• BRIEF 1:
Reproduce everything in the newspaper history from "About The Pocahontas" down to "Marlinton in 1891.", keeping every word and punctuation mark unchanged.
• BRIEF 2:
Write the next part of the account of The Pocahontas Times, beginning after its final sentence.

• PAGE TEXT:
About The Pocahontas Times
The Pocahontas Times began in 1883 in Huntersville, then the county seat. Ownership changed hands twice before W.T. Price bought the publication in 1892 and moved its operations to Marlinton, where excitement about the railroad coming up the Greenbrier River was mounting and work on the new county courthouse had begun. A special election moved the county seat to Marlinton in 1891.
Rev. Price invested in the enterprise so that he could educate his children. He accomplished that, having three doctors and one attorney from his brood. Dr. Norman and Dr. Jim Price practiced medicine in the Marlinton area, made house calls and delivered many children. Dr. Susan Price was one of the first female physicians in the Alleghenies, eventually practicing medicine in Williamsburg, Virginia. Andrew Price, the attorney, was also Marlinton’s mayor and had a great hand in developing the first volunteer fire department.
But it was the youngest son, Calvin, who would take over the helm of the newspaper in 1906 and bring national attention to the small rural publication. Cal Price, dubbed “the Sage of Pocahontas,” traveled by train to New York City where he debated the editor of The New York Journal American, announcing that he knew all of his subscribers by name, while the big city editor did not. He was devoted to his county and was among the leaders of the conservation movement that would bring about the birth of the West Virginia Conservation Commission. He was one of the first board members of the National Wildlife Federation.

• DATASET RECORDS:
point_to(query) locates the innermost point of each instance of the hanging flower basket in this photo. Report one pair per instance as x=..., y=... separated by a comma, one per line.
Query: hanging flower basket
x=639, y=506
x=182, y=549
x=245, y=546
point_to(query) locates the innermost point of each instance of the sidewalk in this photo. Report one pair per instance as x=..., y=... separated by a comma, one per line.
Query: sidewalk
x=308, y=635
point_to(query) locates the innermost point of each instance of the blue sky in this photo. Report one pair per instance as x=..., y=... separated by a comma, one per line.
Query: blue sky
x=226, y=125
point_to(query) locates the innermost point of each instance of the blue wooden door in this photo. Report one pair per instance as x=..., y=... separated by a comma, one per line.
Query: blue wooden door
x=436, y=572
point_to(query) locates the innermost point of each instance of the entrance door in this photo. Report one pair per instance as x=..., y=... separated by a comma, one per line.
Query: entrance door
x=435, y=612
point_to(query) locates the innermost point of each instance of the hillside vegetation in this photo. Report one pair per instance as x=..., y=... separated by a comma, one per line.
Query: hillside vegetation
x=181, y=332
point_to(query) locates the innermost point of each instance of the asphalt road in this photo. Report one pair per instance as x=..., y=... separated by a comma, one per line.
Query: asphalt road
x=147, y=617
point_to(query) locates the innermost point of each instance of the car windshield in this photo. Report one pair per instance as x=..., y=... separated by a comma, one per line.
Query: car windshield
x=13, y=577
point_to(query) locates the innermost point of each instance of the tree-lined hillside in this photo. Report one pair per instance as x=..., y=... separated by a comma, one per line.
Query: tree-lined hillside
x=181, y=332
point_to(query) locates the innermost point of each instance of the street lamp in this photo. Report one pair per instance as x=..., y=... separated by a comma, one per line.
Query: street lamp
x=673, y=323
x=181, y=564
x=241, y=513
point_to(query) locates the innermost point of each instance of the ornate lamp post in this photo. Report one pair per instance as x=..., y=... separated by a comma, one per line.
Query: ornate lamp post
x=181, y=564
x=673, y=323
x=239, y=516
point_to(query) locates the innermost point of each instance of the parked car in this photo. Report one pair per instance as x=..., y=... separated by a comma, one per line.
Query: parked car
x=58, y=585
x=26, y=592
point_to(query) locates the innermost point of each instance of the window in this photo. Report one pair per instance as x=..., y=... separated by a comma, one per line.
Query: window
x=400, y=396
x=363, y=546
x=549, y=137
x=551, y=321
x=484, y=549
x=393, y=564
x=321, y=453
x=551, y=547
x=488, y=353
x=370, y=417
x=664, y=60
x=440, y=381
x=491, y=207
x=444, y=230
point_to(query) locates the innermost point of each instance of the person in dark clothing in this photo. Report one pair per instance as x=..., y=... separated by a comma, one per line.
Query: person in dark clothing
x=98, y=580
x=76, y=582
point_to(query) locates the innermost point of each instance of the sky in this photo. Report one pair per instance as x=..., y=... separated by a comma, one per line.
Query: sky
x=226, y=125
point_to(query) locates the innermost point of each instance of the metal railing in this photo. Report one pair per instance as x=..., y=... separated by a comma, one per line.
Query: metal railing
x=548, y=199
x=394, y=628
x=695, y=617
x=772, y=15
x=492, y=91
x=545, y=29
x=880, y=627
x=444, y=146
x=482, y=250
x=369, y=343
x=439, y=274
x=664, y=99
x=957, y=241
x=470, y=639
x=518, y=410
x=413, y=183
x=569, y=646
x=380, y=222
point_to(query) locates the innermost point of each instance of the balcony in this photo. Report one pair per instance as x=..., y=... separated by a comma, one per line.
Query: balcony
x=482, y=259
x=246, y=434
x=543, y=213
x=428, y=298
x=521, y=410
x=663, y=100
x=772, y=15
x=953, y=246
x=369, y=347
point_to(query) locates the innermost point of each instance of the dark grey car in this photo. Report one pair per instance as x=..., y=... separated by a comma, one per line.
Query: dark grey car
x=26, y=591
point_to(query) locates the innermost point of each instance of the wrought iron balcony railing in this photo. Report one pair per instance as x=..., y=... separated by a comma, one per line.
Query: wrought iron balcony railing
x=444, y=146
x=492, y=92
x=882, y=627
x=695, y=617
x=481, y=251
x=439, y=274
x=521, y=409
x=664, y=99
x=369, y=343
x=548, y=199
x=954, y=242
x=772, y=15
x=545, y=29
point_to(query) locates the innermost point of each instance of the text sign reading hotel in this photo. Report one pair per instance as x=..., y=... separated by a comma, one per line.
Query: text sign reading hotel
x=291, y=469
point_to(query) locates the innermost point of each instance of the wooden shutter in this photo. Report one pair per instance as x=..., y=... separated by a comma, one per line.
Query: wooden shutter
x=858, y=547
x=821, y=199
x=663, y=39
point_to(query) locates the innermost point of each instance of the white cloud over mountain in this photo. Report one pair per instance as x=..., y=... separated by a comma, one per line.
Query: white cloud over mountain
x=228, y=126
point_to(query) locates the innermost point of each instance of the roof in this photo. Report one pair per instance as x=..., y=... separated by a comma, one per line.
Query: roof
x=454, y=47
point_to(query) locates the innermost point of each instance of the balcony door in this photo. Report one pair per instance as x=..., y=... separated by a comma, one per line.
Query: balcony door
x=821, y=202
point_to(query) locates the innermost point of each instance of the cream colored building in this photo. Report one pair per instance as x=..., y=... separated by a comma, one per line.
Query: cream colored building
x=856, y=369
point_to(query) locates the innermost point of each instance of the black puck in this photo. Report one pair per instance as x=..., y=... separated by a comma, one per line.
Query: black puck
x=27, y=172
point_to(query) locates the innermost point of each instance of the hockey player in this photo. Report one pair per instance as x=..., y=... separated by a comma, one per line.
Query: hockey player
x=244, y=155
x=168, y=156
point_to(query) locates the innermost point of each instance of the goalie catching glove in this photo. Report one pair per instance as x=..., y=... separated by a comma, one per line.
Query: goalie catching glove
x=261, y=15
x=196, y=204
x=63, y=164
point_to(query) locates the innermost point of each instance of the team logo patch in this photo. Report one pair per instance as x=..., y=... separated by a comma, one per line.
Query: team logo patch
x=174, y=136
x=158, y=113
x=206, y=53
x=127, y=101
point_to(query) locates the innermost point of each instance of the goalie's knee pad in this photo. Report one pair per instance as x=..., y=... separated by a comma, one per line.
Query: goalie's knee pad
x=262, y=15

• ANSWER SECTION 1:
About The Pocahontas Times
The Pocahontas Times began in 1883 in Huntersville, then the county seat. Ownership changed hands twice before W.T. Price bought the publication in 1892 and moved its operations to Marlinton, where excitement about the railroad coming up the Greenbrier River was mounting and work on the new county courthouse had begun. A special election moved the county seat to Marlinton in 1891.

• ANSWER SECTION 2:
His interest in his craft branched out from his own newspaper and he was heavily involved with the West Virginia Newspaper Council, now the West Virginia Press Association. The P.I. Reed School of Journalism at West Virginia University began while Cal Price was president of the newspaper council. It was his mission to educate the next generation of journalists to carry on the fourth estate in West Virginia.
When he died in 1957, his daughter, Jane, took over The Pocahontas Times and vowed to “keep going as long as she could.”
Jane Price Sharp, a widow with three children, married herself to the newspaper and made it her lifelong endeavor. Her husband, Basil, was killed at the Battle of the Bulge. They had three children, Basil, Jane and John, all of whom got a childhood job catching newspapers at the press.
Jane was the second female president of the West Virginia Press Association and made many trips to Washington, D.C., with the National Newspaper Association in the 1960s. Warned by West Virginia Hillbilly editor Jim Comstock that a woman couldn’t run a newspaper, she was roundly acclaimed by her peers in both associations and kept the newspaper going and growing as long as she was editor. Her political savvy was widely known, as well, and many a candidate dropped by The Pocahontas Times office for advice on how to run a campaign.
She handed over the reins to her nephew, William Price McNeel, in the 1980s. With his eye on the newspaper’s history, he maintained the paper’s traditional look and covered county government in depth. The author of two books, The Durbin Route and The Greenbrier River Trail, Bill McNeel is now retired and spends his winter months in warmer climes. He returns to Pocahontas County each spring to help maintain and operate the Pocahontas Historical Museum in Marlinton.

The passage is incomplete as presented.